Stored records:
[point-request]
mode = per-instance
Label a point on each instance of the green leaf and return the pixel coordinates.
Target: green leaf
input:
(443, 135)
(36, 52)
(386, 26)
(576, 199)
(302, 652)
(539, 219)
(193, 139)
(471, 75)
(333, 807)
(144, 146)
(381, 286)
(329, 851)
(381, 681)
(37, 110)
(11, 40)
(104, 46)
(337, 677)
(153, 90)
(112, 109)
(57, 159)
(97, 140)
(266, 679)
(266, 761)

PROBLEM TO WORK ON: Return all the lines shown above, word for word.

RESULT OF THIS TASK:
[point-request]
mode = per-instance
Label a point on each instance of the green leaf and return the pixel coordinates.
Target: green leaf
input:
(443, 135)
(36, 52)
(386, 26)
(576, 199)
(302, 652)
(539, 219)
(193, 139)
(471, 75)
(333, 807)
(144, 146)
(381, 286)
(329, 851)
(381, 681)
(37, 110)
(11, 40)
(104, 46)
(337, 677)
(153, 90)
(112, 109)
(57, 159)
(97, 140)
(266, 679)
(266, 761)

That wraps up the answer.